### Exercise
Narrow the data below down to the lines containing "metal".

Data under study START

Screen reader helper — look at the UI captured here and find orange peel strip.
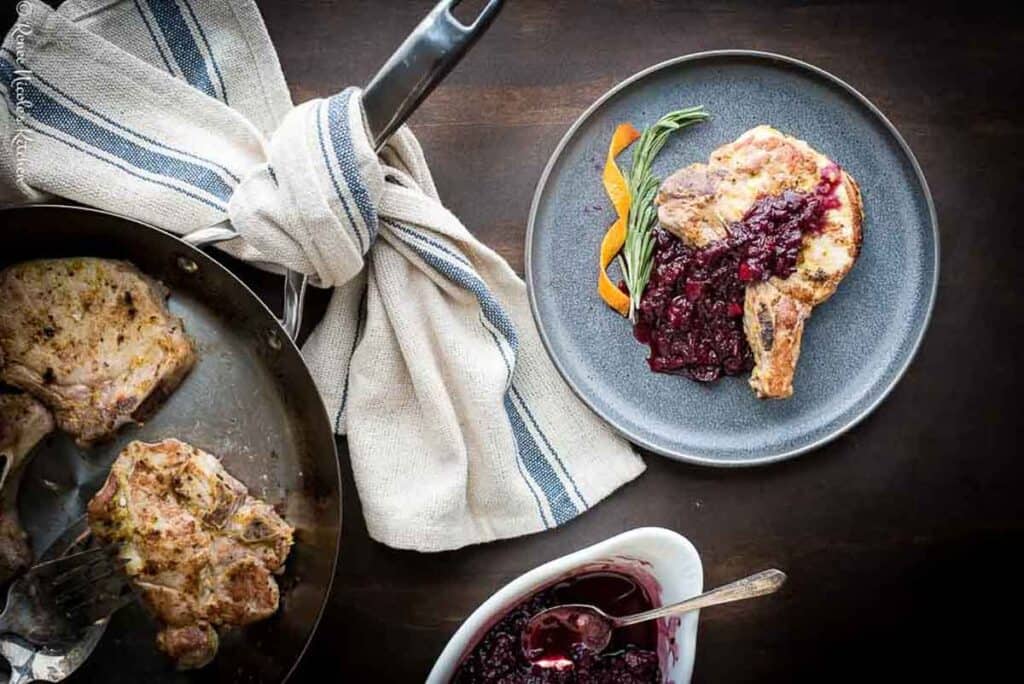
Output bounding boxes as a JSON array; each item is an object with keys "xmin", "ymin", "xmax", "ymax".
[{"xmin": 598, "ymin": 123, "xmax": 641, "ymax": 316}]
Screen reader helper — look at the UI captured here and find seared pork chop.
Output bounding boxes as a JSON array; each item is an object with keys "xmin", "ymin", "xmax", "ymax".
[
  {"xmin": 657, "ymin": 126, "xmax": 863, "ymax": 397},
  {"xmin": 88, "ymin": 439, "xmax": 293, "ymax": 670},
  {"xmin": 743, "ymin": 282, "xmax": 813, "ymax": 399},
  {"xmin": 0, "ymin": 258, "xmax": 195, "ymax": 445},
  {"xmin": 0, "ymin": 393, "xmax": 54, "ymax": 584}
]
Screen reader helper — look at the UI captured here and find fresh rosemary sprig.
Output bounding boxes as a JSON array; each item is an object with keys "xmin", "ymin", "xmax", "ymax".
[{"xmin": 622, "ymin": 106, "xmax": 710, "ymax": 321}]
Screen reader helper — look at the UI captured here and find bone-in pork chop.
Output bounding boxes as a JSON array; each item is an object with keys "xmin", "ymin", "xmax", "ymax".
[
  {"xmin": 87, "ymin": 439, "xmax": 294, "ymax": 670},
  {"xmin": 0, "ymin": 393, "xmax": 54, "ymax": 584},
  {"xmin": 656, "ymin": 126, "xmax": 863, "ymax": 397},
  {"xmin": 0, "ymin": 258, "xmax": 195, "ymax": 445}
]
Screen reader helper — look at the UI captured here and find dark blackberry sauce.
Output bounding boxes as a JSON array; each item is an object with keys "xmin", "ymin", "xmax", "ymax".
[
  {"xmin": 452, "ymin": 571, "xmax": 660, "ymax": 683},
  {"xmin": 634, "ymin": 165, "xmax": 842, "ymax": 382}
]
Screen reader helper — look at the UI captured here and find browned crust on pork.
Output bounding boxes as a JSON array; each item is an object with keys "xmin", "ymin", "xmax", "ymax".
[
  {"xmin": 844, "ymin": 172, "xmax": 865, "ymax": 260},
  {"xmin": 156, "ymin": 623, "xmax": 219, "ymax": 670},
  {"xmin": 0, "ymin": 258, "xmax": 196, "ymax": 446},
  {"xmin": 88, "ymin": 439, "xmax": 293, "ymax": 670},
  {"xmin": 744, "ymin": 282, "xmax": 812, "ymax": 400},
  {"xmin": 0, "ymin": 394, "xmax": 54, "ymax": 583}
]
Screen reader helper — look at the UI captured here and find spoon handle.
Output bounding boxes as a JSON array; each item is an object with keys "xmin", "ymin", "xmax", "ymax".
[{"xmin": 613, "ymin": 569, "xmax": 787, "ymax": 628}]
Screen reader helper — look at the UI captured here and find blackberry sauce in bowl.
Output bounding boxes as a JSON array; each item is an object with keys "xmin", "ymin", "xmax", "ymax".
[
  {"xmin": 452, "ymin": 571, "xmax": 660, "ymax": 683},
  {"xmin": 634, "ymin": 166, "xmax": 842, "ymax": 382}
]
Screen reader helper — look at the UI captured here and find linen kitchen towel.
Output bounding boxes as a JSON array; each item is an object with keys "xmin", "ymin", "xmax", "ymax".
[{"xmin": 0, "ymin": 0, "xmax": 644, "ymax": 551}]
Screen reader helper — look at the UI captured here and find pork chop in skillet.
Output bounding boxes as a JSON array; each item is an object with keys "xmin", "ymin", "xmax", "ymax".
[
  {"xmin": 656, "ymin": 125, "xmax": 863, "ymax": 398},
  {"xmin": 0, "ymin": 393, "xmax": 54, "ymax": 584},
  {"xmin": 0, "ymin": 258, "xmax": 195, "ymax": 445},
  {"xmin": 88, "ymin": 439, "xmax": 294, "ymax": 670}
]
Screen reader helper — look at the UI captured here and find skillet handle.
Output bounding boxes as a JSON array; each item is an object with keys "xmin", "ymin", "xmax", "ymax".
[
  {"xmin": 184, "ymin": 1, "xmax": 502, "ymax": 339},
  {"xmin": 181, "ymin": 223, "xmax": 307, "ymax": 342},
  {"xmin": 361, "ymin": 0, "xmax": 504, "ymax": 152}
]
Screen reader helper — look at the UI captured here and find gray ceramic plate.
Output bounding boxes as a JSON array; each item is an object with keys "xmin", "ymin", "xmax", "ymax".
[{"xmin": 525, "ymin": 51, "xmax": 938, "ymax": 466}]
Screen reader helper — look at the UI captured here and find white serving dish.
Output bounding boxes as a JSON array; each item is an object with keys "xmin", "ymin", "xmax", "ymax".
[{"xmin": 427, "ymin": 527, "xmax": 703, "ymax": 683}]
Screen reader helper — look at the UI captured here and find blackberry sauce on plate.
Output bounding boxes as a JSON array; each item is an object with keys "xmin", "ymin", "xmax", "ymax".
[{"xmin": 634, "ymin": 165, "xmax": 842, "ymax": 382}]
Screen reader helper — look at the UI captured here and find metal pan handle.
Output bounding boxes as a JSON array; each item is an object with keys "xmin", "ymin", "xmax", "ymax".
[
  {"xmin": 361, "ymin": 0, "xmax": 505, "ymax": 151},
  {"xmin": 186, "ymin": 0, "xmax": 502, "ymax": 340}
]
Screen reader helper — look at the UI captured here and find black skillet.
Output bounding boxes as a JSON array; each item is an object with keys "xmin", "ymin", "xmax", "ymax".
[{"xmin": 0, "ymin": 2, "xmax": 503, "ymax": 682}]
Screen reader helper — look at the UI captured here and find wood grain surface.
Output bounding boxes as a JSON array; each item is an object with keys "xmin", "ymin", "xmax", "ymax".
[
  {"xmin": 6, "ymin": 1, "xmax": 1022, "ymax": 681},
  {"xmin": 271, "ymin": 3, "xmax": 1022, "ymax": 681}
]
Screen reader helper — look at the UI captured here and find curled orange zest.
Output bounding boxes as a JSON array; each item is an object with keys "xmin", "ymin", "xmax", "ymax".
[{"xmin": 598, "ymin": 122, "xmax": 641, "ymax": 316}]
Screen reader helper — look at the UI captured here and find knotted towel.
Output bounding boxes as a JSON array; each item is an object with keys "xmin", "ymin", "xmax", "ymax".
[{"xmin": 0, "ymin": 0, "xmax": 644, "ymax": 551}]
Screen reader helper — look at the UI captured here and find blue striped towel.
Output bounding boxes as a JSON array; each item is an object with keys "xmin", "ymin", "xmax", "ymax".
[{"xmin": 0, "ymin": 0, "xmax": 645, "ymax": 551}]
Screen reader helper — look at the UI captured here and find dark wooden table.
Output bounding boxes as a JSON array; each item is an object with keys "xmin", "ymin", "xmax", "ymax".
[
  {"xmin": 272, "ymin": 2, "xmax": 1022, "ymax": 681},
  {"xmin": 265, "ymin": 3, "xmax": 1021, "ymax": 681},
  {"xmin": 7, "ymin": 1, "xmax": 1021, "ymax": 681}
]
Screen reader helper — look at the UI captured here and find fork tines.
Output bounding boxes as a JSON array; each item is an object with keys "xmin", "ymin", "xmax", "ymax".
[{"xmin": 33, "ymin": 543, "xmax": 135, "ymax": 628}]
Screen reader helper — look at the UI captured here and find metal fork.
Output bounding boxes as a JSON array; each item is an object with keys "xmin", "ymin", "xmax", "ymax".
[{"xmin": 0, "ymin": 544, "xmax": 134, "ymax": 646}]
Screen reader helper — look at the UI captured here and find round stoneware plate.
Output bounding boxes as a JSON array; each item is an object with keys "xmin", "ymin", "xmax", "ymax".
[{"xmin": 526, "ymin": 51, "xmax": 938, "ymax": 466}]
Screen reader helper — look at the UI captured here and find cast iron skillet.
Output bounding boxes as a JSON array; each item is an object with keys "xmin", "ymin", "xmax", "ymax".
[{"xmin": 0, "ymin": 1, "xmax": 504, "ymax": 682}]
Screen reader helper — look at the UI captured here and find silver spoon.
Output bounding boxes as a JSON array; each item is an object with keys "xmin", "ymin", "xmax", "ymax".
[{"xmin": 522, "ymin": 568, "xmax": 787, "ymax": 669}]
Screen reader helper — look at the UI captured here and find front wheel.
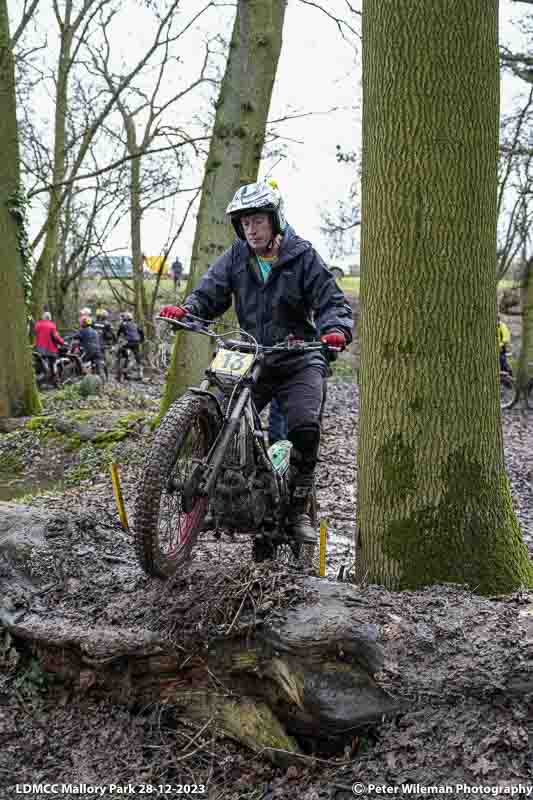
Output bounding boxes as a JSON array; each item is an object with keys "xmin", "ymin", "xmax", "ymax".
[
  {"xmin": 500, "ymin": 372, "xmax": 517, "ymax": 410},
  {"xmin": 527, "ymin": 378, "xmax": 533, "ymax": 411},
  {"xmin": 133, "ymin": 393, "xmax": 219, "ymax": 578}
]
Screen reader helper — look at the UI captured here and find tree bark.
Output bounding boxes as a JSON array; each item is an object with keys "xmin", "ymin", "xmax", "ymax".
[
  {"xmin": 357, "ymin": 0, "xmax": 532, "ymax": 593},
  {"xmin": 516, "ymin": 258, "xmax": 533, "ymax": 406},
  {"xmin": 0, "ymin": 0, "xmax": 41, "ymax": 417},
  {"xmin": 159, "ymin": 0, "xmax": 287, "ymax": 418},
  {"xmin": 30, "ymin": 1, "xmax": 73, "ymax": 321}
]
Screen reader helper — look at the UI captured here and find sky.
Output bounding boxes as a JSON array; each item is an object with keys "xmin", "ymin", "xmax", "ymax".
[
  {"xmin": 114, "ymin": 0, "xmax": 531, "ymax": 271},
  {"xmin": 12, "ymin": 0, "xmax": 532, "ymax": 272}
]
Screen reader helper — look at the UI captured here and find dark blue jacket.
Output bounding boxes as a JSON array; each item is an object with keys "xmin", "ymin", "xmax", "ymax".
[
  {"xmin": 76, "ymin": 326, "xmax": 102, "ymax": 356},
  {"xmin": 183, "ymin": 229, "xmax": 353, "ymax": 359}
]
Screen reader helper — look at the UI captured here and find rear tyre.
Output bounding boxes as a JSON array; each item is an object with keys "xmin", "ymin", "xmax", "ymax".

Data under study END

### Solution
Screen reader helper — look at the UI captured here and find metal pan handle.
Screen reader helper — look at the UI captured here and find metal fork.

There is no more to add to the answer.